* _TASK PROMPT_: Can you turn the rows, from their first line through the line that contains "195 123 L 184" (both ends included), into a Markdown table with an Index column numbering each line and a Text column holding the line, leaving out blank lines?

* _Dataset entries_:
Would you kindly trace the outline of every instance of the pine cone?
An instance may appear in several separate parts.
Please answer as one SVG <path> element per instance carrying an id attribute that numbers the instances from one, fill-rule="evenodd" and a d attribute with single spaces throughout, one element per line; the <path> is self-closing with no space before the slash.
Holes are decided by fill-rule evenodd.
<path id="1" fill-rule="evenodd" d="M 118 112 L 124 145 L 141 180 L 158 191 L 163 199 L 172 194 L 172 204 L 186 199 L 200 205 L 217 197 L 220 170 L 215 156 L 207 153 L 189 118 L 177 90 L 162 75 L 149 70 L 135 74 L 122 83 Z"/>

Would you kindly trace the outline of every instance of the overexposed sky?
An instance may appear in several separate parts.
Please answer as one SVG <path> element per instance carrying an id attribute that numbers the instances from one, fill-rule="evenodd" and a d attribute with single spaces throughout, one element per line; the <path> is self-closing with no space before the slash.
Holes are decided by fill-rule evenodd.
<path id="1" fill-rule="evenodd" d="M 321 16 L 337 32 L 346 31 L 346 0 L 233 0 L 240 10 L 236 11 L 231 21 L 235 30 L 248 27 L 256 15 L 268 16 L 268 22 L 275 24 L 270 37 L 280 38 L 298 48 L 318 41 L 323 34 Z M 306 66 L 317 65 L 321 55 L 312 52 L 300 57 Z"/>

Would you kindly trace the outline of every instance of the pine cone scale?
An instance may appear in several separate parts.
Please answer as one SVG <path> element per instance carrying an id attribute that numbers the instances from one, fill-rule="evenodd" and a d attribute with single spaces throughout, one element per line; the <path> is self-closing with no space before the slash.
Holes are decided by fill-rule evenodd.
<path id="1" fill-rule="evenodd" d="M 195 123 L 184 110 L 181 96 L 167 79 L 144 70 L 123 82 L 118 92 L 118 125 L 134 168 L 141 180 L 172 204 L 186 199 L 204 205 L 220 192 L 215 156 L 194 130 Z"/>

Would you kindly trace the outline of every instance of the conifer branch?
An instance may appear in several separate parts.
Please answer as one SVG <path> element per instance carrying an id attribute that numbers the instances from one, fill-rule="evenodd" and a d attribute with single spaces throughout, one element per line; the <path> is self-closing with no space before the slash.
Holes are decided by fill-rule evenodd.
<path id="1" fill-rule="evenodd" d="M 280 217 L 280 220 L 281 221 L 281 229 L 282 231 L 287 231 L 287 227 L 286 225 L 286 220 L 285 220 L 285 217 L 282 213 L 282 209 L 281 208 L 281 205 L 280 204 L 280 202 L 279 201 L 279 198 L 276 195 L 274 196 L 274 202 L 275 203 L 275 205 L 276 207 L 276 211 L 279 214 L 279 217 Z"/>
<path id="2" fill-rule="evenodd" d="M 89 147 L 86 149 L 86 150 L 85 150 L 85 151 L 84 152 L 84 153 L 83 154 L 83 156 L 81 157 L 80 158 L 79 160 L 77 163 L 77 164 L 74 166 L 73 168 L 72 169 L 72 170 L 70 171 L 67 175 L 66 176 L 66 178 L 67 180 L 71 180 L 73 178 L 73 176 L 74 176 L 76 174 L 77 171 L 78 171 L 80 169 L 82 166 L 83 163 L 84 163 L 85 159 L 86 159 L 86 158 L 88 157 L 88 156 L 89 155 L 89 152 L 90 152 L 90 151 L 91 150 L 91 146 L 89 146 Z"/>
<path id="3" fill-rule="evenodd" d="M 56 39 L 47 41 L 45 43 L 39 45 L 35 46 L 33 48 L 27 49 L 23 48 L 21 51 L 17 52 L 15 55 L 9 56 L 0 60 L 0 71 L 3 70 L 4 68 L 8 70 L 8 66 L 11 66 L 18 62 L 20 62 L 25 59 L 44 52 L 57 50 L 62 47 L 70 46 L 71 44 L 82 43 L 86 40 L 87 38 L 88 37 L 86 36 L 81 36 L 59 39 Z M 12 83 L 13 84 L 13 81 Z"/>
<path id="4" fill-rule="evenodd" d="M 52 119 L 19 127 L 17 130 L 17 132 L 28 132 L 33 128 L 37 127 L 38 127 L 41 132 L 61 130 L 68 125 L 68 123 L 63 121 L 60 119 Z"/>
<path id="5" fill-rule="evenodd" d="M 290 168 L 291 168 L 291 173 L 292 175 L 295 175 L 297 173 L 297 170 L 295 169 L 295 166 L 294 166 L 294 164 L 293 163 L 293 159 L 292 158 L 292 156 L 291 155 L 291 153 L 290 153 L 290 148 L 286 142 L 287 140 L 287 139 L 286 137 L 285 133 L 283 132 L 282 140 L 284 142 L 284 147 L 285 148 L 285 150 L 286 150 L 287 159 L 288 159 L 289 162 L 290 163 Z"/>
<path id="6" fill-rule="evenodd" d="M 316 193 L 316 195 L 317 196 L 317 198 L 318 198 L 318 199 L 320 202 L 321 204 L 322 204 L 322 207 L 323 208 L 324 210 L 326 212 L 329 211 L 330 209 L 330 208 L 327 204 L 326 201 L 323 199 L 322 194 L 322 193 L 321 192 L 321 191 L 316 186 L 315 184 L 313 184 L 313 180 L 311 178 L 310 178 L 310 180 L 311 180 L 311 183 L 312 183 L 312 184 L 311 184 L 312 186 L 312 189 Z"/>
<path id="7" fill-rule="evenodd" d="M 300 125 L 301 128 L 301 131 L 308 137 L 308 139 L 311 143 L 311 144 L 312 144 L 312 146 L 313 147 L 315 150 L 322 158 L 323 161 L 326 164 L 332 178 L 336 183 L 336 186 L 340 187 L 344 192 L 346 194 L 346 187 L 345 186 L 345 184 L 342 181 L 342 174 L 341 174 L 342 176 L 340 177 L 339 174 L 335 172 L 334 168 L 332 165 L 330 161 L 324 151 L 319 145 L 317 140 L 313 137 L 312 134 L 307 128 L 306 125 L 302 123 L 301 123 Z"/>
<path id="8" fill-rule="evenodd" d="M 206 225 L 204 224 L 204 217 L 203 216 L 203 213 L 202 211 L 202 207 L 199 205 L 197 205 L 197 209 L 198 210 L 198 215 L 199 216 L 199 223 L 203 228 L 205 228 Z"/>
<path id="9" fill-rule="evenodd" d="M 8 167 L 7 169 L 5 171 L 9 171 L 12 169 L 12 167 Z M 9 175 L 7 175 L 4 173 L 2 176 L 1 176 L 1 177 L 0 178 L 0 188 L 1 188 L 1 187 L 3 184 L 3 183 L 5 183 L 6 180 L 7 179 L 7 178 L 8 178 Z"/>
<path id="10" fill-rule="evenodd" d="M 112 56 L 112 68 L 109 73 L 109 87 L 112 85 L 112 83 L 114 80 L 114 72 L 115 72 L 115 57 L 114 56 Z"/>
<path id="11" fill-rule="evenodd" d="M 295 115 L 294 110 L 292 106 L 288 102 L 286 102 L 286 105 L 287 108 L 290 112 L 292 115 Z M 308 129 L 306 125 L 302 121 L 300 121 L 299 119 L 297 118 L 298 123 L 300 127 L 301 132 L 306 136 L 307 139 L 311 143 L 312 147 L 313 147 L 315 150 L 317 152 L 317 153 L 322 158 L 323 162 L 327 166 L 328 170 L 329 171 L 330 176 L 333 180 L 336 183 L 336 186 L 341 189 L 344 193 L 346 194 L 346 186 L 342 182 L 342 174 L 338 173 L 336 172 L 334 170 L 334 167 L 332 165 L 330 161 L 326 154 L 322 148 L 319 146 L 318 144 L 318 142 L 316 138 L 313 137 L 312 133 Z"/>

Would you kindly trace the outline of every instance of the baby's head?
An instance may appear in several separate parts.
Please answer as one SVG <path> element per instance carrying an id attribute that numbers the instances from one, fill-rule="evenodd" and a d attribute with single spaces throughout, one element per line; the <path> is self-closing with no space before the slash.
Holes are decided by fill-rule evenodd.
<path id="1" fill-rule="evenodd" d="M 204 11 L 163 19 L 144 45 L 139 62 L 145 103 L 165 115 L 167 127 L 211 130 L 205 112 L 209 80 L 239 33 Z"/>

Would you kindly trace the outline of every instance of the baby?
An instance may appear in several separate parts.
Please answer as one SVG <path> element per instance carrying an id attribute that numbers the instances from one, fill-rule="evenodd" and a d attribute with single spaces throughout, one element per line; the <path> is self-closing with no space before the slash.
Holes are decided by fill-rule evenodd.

* _SOLUTION FOR THIS EXERCISE_:
| Index | Text |
|---|---|
| 1 | Would you kindly trace the outline of every instance of the pine cone? |
| 2 | An instance may appear in several separate parts. |
| 3 | Please answer as one SVG <path> element per instance carrying an id attribute that numbers the instances from one, fill-rule="evenodd" and a d attribute with single spaces throughout, one element per line; the <path> is self-closing with no space before the slash. |
| 4 | Holes are decided by fill-rule evenodd. |
| 5 | <path id="1" fill-rule="evenodd" d="M 118 112 L 124 145 L 141 180 L 158 191 L 163 199 L 172 194 L 172 204 L 186 199 L 200 205 L 217 197 L 220 170 L 215 156 L 207 153 L 189 118 L 177 90 L 162 75 L 149 70 L 135 74 L 122 83 Z"/> |
| 6 | Would you kindly trace the outline of every instance of the overexposed sky? |
| 7 | An instance may appear in several separate parts. |
| 8 | Please answer as one SVG <path> element per instance carrying an id attribute that numbers the instances from one, fill-rule="evenodd" and a d attribute with single spaces throughout, one element per line; the <path> is self-closing with no space before the slash. |
| 9 | Holes are decided by fill-rule evenodd. |
| 10 | <path id="1" fill-rule="evenodd" d="M 321 16 L 337 32 L 346 31 L 346 0 L 233 0 L 240 10 L 236 11 L 231 21 L 235 30 L 248 27 L 256 15 L 268 16 L 268 22 L 275 24 L 270 37 L 280 38 L 298 48 L 318 41 L 323 34 Z M 306 66 L 317 65 L 321 55 L 312 52 L 300 57 Z"/> |
| 11 | Would you kindly trace the outline of every instance of the pine cone scale? |
| 12 | An instance may appear in several separate parts. |
| 13 | Please answer as one SVG <path> element per instance carrying an id attribute that numbers the instances from one, fill-rule="evenodd" and a d attribute with single spaces throughout, one element per line; the <path> is self-closing with no space before the slash. |
| 14 | Holes are decided by fill-rule evenodd. |
| 15 | <path id="1" fill-rule="evenodd" d="M 195 123 L 184 110 L 181 96 L 167 79 L 144 70 L 123 82 L 118 92 L 118 125 L 134 168 L 141 180 L 172 204 L 186 199 L 204 205 L 220 192 L 215 156 L 194 130 Z"/> |